--- Testo del documento ---

Già all’epoca dei fatidici anni ’90 – dopo il complotto della Belovežskaja Pušča e l’inizio (meglio sarebbe: l’aperta riproposizione) della “ucrainizzazione” dell’Ucraina, questa volta, però, in chiave non sovietica, bensì basata sul nazionalismo più reazionario – un caro amico moscovita era solito dire che non è pensabile costruire una identità nazionale a partire dall’odio per un’altra nazione, tantomeno per una nazione vicina.

Se questo era già così evidente trent’anni fa, oggi, otto anni dopo il golpe nazista del febbraio 2014 e dopo due mesi di guerra (pardon: di “resistenza”) che Kiev dice di combattere in nome della «nazione ucraina», ma in realtà facendosi strumento degli obiettivi euro-atlantici USA-UE-NATO – condotti, dalle formazioni naziste, all’insegna e coi metodi che furono di OUN-UPA negli anni ’40 e una buona metà degli anni ’50, sacrificando centinaia di propri connazionali per allestire le “stragi delle truppe russe” – oggi, si diceva, non solo è evidente, ma gli stessi nazionalisti ucraini non fanno nulla per nasconderlo.

--- Righe fornite ---

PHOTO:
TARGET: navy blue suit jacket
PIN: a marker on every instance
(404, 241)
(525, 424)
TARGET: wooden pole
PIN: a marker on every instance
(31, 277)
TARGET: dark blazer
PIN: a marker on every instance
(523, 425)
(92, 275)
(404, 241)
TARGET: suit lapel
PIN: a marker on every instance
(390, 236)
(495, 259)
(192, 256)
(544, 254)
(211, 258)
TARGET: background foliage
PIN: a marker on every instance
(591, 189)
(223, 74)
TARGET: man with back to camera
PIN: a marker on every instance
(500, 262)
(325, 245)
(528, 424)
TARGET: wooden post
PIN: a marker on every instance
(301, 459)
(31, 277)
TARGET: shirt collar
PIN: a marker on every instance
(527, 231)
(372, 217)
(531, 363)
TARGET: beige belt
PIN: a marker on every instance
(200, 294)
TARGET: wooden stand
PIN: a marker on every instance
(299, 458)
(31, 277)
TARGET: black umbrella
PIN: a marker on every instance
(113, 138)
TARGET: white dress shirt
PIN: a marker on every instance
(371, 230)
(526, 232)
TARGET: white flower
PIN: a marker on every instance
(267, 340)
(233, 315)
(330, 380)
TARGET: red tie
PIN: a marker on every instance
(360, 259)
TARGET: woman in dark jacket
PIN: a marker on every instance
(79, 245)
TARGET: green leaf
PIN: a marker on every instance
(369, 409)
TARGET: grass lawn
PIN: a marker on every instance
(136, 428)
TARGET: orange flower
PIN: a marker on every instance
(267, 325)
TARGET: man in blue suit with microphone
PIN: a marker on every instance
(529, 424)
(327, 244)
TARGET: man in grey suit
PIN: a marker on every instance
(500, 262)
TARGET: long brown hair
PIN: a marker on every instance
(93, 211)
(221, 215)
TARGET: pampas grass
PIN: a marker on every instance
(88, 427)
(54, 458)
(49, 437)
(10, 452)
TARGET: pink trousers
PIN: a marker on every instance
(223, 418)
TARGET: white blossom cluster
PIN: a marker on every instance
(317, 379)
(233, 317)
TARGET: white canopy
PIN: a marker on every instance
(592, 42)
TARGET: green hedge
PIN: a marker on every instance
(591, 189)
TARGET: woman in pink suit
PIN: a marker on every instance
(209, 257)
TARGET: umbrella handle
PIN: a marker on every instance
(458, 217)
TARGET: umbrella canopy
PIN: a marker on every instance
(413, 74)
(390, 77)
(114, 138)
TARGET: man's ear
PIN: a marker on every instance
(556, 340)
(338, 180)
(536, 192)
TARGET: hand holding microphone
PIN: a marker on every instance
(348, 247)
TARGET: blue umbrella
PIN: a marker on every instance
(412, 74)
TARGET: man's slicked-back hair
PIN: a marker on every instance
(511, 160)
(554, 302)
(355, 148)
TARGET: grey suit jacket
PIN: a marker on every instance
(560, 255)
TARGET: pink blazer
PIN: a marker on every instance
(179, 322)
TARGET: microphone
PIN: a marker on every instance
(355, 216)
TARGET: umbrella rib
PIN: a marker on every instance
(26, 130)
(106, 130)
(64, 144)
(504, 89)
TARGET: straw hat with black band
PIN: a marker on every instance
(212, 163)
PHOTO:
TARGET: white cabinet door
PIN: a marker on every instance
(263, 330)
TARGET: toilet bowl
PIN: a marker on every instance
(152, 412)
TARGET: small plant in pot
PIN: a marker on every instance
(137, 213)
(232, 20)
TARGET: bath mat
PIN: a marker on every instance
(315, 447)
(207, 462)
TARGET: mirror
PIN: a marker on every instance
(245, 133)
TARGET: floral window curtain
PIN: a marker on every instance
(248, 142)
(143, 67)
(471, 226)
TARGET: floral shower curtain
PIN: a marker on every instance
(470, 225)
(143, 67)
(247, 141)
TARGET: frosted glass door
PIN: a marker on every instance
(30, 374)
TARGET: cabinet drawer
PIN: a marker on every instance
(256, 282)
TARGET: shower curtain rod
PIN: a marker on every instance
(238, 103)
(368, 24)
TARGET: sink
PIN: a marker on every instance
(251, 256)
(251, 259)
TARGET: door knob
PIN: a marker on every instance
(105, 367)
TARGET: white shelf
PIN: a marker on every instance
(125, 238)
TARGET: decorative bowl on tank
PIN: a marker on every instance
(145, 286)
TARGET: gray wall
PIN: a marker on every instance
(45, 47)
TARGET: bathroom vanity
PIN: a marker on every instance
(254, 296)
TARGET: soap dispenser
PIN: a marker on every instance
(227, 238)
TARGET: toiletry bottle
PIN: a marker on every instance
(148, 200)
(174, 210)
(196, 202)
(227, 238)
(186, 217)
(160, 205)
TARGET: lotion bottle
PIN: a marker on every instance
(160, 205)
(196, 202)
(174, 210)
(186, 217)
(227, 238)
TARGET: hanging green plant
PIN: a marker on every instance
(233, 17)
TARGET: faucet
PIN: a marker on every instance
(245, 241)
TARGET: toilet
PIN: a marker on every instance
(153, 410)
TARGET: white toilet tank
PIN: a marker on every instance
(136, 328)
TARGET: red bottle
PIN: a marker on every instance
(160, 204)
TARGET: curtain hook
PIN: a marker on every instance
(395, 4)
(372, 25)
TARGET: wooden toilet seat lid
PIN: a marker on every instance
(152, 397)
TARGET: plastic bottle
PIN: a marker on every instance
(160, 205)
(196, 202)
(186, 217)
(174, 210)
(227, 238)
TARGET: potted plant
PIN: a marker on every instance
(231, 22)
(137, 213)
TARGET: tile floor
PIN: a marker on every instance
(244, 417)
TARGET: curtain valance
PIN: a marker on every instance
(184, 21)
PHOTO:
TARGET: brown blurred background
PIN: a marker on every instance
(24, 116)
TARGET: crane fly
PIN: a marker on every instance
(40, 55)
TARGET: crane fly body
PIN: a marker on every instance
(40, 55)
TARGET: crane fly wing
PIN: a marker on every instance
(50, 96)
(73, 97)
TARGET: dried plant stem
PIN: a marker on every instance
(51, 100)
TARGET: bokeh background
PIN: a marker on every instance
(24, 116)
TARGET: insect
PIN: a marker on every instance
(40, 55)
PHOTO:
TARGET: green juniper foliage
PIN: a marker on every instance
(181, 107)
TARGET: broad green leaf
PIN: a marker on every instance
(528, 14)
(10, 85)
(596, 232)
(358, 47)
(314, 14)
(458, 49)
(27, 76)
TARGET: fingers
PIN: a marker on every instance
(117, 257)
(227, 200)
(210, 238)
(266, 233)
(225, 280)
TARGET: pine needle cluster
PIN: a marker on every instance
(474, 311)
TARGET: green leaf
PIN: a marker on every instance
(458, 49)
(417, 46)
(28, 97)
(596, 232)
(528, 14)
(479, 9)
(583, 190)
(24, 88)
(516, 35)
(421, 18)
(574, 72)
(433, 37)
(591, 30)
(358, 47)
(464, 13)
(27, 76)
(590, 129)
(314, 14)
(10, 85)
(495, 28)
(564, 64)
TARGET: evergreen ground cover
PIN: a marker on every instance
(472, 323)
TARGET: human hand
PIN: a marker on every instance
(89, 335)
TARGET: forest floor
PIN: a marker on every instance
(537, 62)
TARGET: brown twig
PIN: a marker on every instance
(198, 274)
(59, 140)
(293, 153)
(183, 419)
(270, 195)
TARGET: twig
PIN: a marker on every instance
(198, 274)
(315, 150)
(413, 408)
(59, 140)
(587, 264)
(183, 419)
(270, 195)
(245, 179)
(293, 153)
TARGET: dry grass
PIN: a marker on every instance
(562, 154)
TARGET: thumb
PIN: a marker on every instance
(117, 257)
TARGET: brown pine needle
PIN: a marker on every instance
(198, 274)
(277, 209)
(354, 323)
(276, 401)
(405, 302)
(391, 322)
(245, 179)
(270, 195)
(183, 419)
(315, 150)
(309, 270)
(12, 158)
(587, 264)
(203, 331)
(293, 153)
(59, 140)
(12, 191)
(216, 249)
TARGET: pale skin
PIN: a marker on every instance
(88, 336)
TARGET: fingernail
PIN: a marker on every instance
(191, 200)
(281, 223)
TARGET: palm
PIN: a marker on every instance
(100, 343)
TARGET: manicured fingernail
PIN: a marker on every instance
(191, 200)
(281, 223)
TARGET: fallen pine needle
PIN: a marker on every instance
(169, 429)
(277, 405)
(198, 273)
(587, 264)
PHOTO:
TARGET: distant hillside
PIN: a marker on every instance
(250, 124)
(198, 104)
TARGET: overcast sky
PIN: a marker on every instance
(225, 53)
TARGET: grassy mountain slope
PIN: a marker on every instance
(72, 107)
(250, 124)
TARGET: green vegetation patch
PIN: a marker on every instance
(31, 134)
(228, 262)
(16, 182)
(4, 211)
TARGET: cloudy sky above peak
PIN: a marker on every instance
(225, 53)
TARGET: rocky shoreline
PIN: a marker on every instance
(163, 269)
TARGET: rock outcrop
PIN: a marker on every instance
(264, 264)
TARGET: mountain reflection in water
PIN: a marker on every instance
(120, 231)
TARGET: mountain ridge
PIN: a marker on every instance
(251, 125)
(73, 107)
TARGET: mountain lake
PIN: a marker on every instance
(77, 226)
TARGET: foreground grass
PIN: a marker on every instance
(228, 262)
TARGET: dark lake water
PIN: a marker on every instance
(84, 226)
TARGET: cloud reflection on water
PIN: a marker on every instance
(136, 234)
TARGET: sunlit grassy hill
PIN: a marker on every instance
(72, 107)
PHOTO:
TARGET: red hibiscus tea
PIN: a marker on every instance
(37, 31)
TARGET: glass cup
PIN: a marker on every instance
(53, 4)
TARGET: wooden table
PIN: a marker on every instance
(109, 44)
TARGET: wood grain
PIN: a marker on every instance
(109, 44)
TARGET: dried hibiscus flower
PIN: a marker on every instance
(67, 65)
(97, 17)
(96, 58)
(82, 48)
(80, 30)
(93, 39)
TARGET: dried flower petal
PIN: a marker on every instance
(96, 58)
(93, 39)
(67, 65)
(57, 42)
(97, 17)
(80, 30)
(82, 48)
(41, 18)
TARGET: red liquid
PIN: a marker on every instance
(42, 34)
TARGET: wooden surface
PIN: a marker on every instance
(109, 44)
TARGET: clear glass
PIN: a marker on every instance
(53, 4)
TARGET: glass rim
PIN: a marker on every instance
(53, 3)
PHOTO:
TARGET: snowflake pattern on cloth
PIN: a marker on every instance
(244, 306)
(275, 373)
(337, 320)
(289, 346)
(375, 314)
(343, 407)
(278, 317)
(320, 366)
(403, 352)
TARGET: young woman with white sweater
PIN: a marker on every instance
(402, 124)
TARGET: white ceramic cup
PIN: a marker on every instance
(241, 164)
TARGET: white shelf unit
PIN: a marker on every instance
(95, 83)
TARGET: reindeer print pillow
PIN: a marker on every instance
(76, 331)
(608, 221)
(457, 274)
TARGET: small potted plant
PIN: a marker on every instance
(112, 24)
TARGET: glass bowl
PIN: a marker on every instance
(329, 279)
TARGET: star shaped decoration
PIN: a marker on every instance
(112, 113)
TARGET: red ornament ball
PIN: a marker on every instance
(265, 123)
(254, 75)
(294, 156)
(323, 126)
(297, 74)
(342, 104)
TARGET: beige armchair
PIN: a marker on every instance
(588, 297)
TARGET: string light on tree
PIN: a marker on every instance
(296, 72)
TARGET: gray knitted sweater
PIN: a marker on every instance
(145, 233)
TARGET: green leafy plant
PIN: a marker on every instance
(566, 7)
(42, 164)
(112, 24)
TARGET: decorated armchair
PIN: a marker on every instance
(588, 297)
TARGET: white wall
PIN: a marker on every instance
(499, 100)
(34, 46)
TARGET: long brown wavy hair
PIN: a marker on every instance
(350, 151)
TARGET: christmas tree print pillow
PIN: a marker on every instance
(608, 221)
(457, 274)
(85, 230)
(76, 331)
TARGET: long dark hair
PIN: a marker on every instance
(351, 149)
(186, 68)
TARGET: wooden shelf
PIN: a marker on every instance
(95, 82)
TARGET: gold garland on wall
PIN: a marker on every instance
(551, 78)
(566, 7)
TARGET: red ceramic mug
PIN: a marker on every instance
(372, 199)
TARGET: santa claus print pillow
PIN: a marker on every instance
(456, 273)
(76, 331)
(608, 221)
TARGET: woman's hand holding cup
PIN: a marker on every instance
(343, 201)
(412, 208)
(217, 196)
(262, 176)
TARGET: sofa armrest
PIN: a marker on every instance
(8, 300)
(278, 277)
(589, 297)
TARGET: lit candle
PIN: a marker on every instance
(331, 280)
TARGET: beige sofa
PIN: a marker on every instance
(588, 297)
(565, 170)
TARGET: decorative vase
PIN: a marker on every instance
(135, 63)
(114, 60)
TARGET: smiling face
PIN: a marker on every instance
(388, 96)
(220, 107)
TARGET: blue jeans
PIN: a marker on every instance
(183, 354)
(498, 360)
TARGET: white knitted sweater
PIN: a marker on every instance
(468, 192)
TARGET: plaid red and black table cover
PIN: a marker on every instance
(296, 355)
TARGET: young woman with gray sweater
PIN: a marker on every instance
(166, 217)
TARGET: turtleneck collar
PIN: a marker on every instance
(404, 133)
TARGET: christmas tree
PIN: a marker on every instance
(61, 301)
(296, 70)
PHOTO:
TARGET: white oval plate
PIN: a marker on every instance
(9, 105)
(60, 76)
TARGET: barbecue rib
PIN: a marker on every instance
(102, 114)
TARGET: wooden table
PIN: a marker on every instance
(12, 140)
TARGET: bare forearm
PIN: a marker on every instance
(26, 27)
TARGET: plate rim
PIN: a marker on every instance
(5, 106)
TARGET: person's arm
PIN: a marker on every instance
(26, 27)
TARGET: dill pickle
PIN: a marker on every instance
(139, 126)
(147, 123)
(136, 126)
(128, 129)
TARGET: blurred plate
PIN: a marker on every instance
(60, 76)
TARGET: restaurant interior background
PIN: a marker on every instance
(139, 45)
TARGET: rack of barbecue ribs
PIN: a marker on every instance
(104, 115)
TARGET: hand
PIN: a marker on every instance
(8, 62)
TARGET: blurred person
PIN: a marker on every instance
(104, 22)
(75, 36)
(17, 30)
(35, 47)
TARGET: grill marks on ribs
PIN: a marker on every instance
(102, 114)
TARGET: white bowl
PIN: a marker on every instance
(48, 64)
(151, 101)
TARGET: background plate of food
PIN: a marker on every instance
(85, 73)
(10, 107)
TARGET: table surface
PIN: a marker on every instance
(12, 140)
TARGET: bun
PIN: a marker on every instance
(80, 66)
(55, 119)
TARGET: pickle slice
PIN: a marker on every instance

---

◆ **Scopo del compito**
Per favore, prosegui il testo sul nazionalismo ucraino dopo la sua ultima frase.

◆ **Risposta**
Anzi, mentre obbediscono agli ordini e agli interessi d’oltreoceano, mettono in pratica le idee di uno dei primi rappresentanti del nazionalismo ucraino, quel Dmytro Dontsov che “teorizzava” guerra, violenza, razzismo, xenofobia, in particolare la russofobia.

Oggi, dunque, scrive ad esempio Platon Besedin sulla russa IARex, le forze russe hanno il dovere di battersi non con gli ucraini, non con le infrastrutture e nemmeno con il cosiddetto “Occidente collettivo” (su quest’ultimo punto, ci permettiamo qualche dubbio), bensì innanzitutto con «il demone del nuovo fascismo, contro il demonio della menzogna».

Con questo obiettivo, è importante chiedersi se sia mai esistita una diversa Ucraina, senza nazismo e odio per le persone. Secondo Besedin, l’Ucraina giusta è quella «intellettuale e creativa», rappresentata dai suoi scienziati, pensatori, luminari, che hanno dedicato la vita a “creare” e non a “lottare contro” qualcuno.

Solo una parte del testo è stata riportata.